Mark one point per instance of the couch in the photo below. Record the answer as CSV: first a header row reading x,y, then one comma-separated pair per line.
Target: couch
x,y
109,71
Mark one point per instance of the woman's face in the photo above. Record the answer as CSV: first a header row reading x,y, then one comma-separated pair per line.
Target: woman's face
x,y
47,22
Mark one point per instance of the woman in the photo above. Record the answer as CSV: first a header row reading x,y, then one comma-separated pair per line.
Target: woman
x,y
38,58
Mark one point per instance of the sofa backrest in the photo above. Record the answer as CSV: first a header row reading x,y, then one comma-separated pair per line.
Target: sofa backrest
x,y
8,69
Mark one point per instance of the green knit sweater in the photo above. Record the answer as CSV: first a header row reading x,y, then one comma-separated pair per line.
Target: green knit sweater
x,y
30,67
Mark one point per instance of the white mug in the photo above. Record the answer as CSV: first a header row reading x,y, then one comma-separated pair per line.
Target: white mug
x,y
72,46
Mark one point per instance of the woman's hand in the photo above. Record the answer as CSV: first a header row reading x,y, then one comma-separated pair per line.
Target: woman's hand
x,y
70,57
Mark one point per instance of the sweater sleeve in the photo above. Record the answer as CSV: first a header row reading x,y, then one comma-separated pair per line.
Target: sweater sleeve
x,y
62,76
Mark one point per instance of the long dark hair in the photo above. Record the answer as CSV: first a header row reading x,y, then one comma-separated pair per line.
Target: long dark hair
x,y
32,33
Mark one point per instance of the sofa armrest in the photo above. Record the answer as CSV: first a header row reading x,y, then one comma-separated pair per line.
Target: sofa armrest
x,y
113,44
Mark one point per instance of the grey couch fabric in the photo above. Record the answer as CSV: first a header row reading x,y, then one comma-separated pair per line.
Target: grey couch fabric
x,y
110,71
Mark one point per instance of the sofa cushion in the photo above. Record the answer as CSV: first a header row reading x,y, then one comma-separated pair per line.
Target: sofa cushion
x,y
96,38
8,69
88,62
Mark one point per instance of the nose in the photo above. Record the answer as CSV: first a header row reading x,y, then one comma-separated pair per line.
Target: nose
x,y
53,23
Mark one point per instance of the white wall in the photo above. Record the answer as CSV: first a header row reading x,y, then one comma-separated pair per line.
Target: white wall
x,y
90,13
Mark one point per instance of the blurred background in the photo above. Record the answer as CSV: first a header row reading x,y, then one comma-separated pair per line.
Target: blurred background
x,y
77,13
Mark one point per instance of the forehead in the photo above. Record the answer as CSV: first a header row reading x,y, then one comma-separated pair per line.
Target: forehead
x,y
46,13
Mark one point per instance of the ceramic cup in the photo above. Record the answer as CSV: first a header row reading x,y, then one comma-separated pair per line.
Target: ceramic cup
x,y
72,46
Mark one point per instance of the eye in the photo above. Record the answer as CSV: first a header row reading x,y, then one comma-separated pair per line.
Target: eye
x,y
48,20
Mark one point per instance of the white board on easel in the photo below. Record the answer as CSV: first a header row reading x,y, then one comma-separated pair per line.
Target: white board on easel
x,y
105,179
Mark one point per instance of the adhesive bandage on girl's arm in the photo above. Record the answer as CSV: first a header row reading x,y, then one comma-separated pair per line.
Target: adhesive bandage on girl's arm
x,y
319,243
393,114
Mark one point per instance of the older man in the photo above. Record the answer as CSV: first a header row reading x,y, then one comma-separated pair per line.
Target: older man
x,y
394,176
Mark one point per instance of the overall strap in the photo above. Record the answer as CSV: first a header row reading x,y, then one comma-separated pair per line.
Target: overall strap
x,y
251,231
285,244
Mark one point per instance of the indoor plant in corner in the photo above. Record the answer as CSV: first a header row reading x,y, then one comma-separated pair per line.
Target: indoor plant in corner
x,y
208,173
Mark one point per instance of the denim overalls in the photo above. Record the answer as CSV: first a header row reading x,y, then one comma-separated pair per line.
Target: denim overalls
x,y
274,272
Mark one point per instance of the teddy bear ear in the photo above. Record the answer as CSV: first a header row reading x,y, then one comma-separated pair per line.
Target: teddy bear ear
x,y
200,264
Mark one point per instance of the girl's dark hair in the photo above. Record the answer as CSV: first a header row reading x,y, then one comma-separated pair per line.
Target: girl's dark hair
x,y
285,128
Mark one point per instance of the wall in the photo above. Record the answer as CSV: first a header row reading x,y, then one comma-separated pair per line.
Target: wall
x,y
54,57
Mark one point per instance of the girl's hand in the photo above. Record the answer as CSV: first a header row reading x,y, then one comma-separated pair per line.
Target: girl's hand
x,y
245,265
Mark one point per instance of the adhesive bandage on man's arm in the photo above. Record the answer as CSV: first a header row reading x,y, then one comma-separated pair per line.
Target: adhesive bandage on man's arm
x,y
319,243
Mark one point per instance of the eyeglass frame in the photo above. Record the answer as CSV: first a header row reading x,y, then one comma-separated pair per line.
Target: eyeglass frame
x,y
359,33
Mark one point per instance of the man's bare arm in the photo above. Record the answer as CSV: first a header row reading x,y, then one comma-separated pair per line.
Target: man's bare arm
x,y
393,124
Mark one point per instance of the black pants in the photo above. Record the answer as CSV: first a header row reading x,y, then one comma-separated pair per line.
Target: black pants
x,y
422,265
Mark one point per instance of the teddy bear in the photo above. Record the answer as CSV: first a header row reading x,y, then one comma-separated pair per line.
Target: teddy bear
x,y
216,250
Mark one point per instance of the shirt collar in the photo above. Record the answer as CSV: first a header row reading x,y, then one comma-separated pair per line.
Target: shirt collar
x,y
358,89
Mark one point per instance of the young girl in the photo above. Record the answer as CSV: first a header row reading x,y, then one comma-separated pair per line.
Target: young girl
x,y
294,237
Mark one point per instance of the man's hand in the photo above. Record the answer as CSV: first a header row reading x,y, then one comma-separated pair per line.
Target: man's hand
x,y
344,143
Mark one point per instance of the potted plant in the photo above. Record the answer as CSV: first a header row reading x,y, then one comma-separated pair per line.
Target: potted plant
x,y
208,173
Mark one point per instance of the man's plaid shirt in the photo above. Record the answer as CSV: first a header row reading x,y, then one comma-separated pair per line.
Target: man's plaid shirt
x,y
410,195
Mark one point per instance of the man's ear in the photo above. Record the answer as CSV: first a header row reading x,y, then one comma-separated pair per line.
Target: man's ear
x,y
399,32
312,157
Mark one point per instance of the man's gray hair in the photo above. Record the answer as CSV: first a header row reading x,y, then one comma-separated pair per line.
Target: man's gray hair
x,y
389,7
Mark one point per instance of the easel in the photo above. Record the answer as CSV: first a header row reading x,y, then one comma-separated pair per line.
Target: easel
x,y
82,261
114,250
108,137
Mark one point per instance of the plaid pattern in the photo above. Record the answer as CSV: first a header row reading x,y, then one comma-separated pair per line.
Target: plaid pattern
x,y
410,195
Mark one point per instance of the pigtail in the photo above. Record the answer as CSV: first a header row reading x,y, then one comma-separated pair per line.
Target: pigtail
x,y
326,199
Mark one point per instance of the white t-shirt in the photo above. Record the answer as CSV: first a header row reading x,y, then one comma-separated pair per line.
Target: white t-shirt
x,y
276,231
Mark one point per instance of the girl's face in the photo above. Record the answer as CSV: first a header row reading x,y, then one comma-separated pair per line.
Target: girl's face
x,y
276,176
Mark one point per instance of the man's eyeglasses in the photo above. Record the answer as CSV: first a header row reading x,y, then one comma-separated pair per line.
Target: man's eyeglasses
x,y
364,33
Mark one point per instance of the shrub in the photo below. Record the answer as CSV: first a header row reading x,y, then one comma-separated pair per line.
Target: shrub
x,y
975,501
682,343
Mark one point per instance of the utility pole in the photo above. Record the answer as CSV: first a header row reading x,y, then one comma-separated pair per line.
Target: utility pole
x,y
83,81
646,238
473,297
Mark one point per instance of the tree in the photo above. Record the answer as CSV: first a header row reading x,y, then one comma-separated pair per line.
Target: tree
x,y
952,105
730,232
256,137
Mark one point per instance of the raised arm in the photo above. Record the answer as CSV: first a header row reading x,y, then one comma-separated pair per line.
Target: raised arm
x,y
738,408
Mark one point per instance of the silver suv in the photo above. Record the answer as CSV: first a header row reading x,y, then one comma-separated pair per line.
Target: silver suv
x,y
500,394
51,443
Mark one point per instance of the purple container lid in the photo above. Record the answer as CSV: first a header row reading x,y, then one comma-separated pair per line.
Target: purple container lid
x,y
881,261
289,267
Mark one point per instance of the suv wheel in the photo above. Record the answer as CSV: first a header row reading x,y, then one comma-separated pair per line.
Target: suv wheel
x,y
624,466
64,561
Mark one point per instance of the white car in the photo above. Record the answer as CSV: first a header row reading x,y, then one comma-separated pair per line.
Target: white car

## Short problem
With both ends included, please retype exactly the lines from the line containing "Mark one point per instance of the silver" to the final line of the data.

## Answer to this task
Mark one point per instance of the silver suv in the photo above. Record the answer as CSV: first a header row reading x,y, then one comma-separated pair per line.
Target: silver suv
x,y
500,394
51,443
Mark one point per instance of the purple container lid in the photo above. Record the answer as CSV: first a header row reading x,y, then one comma-separated pair per line.
Target: purple container lid
x,y
881,261
289,267
Mark one point per instance of the suv wheel in the photo above. Record the answer as CSV: first a header row reading x,y, then one comma-separated pair per line.
Target: suv wheel
x,y
624,466
64,561
Mark one point per instance of the white car in the photo above. Record the answer as CSV: first a header row reading x,y, then one comma-separated pair per line.
Target: white car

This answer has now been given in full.